>>>
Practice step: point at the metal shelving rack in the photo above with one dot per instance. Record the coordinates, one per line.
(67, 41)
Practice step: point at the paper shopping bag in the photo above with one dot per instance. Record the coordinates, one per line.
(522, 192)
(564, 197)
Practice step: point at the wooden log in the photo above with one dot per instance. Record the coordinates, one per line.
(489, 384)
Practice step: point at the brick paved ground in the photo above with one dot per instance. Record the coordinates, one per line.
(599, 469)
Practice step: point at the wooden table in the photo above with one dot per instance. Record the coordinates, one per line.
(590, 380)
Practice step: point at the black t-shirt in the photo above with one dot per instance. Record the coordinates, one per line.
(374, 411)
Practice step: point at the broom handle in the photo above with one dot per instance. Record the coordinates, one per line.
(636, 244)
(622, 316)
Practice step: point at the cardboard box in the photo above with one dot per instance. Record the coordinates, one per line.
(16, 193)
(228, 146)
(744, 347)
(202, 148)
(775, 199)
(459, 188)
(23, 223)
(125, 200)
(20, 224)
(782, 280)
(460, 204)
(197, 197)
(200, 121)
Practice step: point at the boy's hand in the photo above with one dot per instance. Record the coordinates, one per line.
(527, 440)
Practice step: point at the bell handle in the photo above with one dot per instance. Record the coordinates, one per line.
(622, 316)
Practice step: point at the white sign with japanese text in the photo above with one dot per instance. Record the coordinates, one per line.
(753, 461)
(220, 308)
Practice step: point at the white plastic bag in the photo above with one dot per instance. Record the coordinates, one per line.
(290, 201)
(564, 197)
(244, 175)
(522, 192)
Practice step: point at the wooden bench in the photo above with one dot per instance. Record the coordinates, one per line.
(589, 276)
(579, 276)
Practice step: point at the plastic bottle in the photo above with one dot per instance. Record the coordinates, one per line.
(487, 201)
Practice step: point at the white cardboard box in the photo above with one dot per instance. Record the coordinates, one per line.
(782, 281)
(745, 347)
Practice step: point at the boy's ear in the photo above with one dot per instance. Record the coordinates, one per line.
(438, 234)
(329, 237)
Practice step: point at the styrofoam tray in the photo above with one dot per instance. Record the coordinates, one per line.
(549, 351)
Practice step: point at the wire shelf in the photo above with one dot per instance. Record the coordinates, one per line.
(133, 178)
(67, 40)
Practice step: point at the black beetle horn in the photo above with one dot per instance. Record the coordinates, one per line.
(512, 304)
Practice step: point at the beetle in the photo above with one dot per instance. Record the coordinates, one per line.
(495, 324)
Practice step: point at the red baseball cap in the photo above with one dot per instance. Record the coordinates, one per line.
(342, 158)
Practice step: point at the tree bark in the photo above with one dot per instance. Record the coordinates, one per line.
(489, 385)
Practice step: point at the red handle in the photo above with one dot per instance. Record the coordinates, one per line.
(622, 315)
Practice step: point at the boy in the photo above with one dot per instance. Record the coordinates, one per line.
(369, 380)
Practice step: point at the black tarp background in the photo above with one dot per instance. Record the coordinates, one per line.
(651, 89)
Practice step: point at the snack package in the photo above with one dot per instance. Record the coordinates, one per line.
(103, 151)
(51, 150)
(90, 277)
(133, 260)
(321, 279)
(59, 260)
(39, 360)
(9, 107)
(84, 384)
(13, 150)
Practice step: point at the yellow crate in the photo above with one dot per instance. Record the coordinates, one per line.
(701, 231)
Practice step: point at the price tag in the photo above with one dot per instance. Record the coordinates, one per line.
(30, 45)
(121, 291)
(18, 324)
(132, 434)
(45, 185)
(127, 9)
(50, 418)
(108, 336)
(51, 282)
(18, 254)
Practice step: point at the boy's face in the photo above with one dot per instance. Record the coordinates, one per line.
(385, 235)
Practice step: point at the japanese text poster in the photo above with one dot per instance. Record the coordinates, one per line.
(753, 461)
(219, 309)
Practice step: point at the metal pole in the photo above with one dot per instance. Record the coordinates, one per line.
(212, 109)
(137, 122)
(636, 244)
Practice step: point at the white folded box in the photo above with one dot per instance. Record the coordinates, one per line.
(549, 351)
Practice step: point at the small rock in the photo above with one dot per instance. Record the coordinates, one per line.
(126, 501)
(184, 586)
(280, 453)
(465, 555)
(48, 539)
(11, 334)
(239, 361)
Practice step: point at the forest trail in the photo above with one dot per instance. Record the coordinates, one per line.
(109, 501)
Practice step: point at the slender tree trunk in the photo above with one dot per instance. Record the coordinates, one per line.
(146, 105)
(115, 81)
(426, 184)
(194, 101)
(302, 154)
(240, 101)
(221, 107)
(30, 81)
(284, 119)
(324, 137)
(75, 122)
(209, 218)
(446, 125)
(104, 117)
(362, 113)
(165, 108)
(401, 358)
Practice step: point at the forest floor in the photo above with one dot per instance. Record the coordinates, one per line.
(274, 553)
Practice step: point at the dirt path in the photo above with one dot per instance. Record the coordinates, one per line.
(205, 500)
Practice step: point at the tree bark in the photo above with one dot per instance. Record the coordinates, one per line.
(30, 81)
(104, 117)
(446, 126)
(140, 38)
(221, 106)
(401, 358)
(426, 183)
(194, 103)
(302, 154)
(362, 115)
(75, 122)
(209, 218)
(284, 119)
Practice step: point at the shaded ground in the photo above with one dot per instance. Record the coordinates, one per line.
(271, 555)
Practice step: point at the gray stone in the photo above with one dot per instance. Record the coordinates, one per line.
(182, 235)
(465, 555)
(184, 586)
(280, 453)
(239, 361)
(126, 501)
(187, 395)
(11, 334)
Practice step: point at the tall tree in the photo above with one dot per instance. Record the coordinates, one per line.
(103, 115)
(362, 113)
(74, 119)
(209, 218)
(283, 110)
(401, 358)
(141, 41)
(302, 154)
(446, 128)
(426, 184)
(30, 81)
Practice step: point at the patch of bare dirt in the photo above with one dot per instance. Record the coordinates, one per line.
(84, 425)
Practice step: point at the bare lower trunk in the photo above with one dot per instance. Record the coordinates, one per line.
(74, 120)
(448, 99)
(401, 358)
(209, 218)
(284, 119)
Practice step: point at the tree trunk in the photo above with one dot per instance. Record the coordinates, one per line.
<<<
What is needed: The response has to contain every record shown above, unaltered and complete.

Exercise output:
Practice step: point at the metal shelving rack in the photo above with one dot per instance. Record the coordinates, one per line.
(67, 41)
Practice step: point at the paper shopping bag in the photo above with one dot per instance. Record the coordinates, one per line.
(522, 192)
(564, 197)
Practice step: point at the wooden log in the photo above with one dot per instance. Record the coordinates, one per line.
(489, 384)
Practice step: point at the brick paved ground in the photo above with one dot per instance. Record the coordinates, one per line.
(599, 469)
Practice step: point at the wooden table in the photo above with one dot per instance. Record the coordinates, one per line.
(590, 380)
Practice step: point at the black t-shirt in the photo above with one dot per instance. Record the coordinates, one per line.
(374, 411)
Practice step: point at the broom handle in the photo above with one dot per instance. Record the coordinates, one per line.
(636, 244)
(622, 316)
Practice step: point at the cardboard box in the photo above with one dot per instance. Record the coordinates, one per line.
(16, 193)
(228, 146)
(744, 347)
(202, 148)
(775, 199)
(459, 188)
(23, 223)
(125, 200)
(20, 224)
(782, 280)
(460, 204)
(197, 197)
(200, 121)
Practice step: point at the boy's hand in the photo above with one dot per instance. Record the coordinates, one per line.
(527, 440)
Practice step: point at the bell handle in the photo above with one dot per instance. Record the coordinates, one per line.
(622, 316)
Practice step: point at the white sign with japanese text in the photo above with one dot per instance. Record the coordinates, one per line.
(753, 461)
(220, 308)
Practice step: point at the white plastic bag in the photo above with one dot per instance. Record the coordinates, one per line.
(290, 201)
(564, 197)
(244, 175)
(522, 192)
Practice step: point at the wooden bench in the photo above with one dot per instance. Record the coordinates, one per line.
(589, 276)
(579, 276)
Practice step: point at the plastic bottle in the photo above with one dot per instance. Record the coordinates, one per line.
(487, 201)
Practice step: point at the white cardboard box in the photo above with one dot per instance. Record the coordinates, one per line.
(782, 281)
(745, 347)
Practice step: point at the boy's ear in the photo above with one dot per instance. Record the coordinates, one per line.
(438, 234)
(329, 237)
Practice step: point at the styrofoam tray in the photo above with one dot per instance. Record the coordinates, one per line.
(549, 351)
Practice step: point at the wire shelf in the photo above with one dot per instance. Record the coordinates, one per line.
(133, 178)
(67, 40)
Practice step: point at the black beetle horn in the photo above with one dot per instance. Record the coordinates, one per line.
(512, 304)
Practice step: point at the beetle in the photo above with one dot per instance. Record the coordinates, one per line.
(495, 324)
Practice step: point at the red baseball cap in the photo above with one dot per instance. Record the coordinates, one per line.
(342, 158)
Practice step: point at the tree bark in the photo above with one dot per instance. Record the coordinates, one per line.
(489, 385)
Practice step: point at the red handle in the photo above with one dot per instance. Record the coordinates, one per line.
(622, 315)
Practice step: point at the boy in the photo above with one dot per instance. Record the coordinates, one per line.
(369, 380)
Practice step: point at the black tarp background in the photo above with one dot per instance. Record the coordinates, one per line.
(651, 89)
Practice step: point at the snack package in the photo above with one dot per instance. Record the coordinates, one per line.
(103, 151)
(51, 150)
(90, 277)
(133, 260)
(321, 279)
(59, 260)
(39, 360)
(9, 107)
(84, 384)
(13, 150)
Practice step: point at the yellow crate in the photo above with one dot per instance. Record the coordinates, one per line.
(701, 231)
Practice step: point at the price tag in the photo above with one dot per instance. Record the coordinates, one per line.
(30, 45)
(121, 291)
(18, 324)
(132, 434)
(45, 185)
(127, 9)
(50, 418)
(108, 336)
(51, 282)
(18, 254)
Practice step: point at the boy's face in the photo above with one dot per instance. Record the coordinates, one per line.
(385, 235)
Practice step: point at the japanese text poster in the photo above with one dot per instance. Record the coordinates, one per line.
(753, 461)
(219, 309)
Practice step: point at the metal pole in the photo above with one dot per instance. Record the coordinates, one per line.
(212, 109)
(137, 122)
(636, 244)
Practice step: point at the white folded box in the photo above with one dot per instance. Record the coordinates, one per line.
(549, 351)
Practice step: point at the small rock in the photo above with one dot per instance. Record the coordinates, one per line.
(126, 501)
(184, 586)
(280, 453)
(465, 555)
(48, 539)
(11, 334)
(239, 361)
Practice step: point at the forest trail in the photo above with one dot per instance. Record the coordinates, one per line.
(109, 501)
Practice step: point at the slender tree trunk in the photo above with one dot per instance. Record the coordinates, one per line.
(146, 105)
(115, 81)
(426, 184)
(194, 101)
(302, 154)
(240, 101)
(221, 107)
(30, 81)
(284, 119)
(324, 137)
(75, 122)
(209, 218)
(446, 125)
(104, 117)
(362, 113)
(165, 108)
(401, 358)
Practice step: point at the forest floor in the photo above with one dot per instance. Record the coordinates, one per line.
(274, 553)
Practice step: point at the dirt path in the photo above with one dot per instance. Record the coordinates, one per line.
(205, 500)
Practice step: point at the tree bark in the photo above with one dot per instance. Record the coordinates, one per line.
(30, 81)
(104, 117)
(446, 126)
(140, 38)
(221, 106)
(401, 358)
(426, 183)
(194, 103)
(302, 154)
(362, 115)
(75, 122)
(209, 218)
(284, 119)
Practice step: point at the shaded ground in the photo above with one dot per instance. Record the coordinates, one per line.
(271, 555)
Practice step: point at the gray stone in the photo above with one dot per instance. Record the coordinates, one per line.
(182, 235)
(465, 555)
(184, 586)
(280, 453)
(239, 361)
(126, 501)
(187, 395)
(11, 334)
Practice step: point at the tall tree in the photo above with one dot per instance. Record the coordinates, one per line.
(103, 115)
(362, 113)
(74, 119)
(209, 218)
(283, 110)
(401, 358)
(141, 41)
(302, 154)
(446, 128)
(426, 184)
(30, 81)
Practice step: point at the patch of bare dirt in the photo above with one dot per instance. Record the coordinates, one per line.
(84, 425)
Practice step: point at the bare lower trunk in the photo above with one dot per instance. Record the coordinates, one per line.
(74, 120)
(448, 99)
(401, 358)
(209, 218)
(284, 119)
Practice step: point at the tree trunk in the photo above with one dot per instance. Record the coordinates, one per line.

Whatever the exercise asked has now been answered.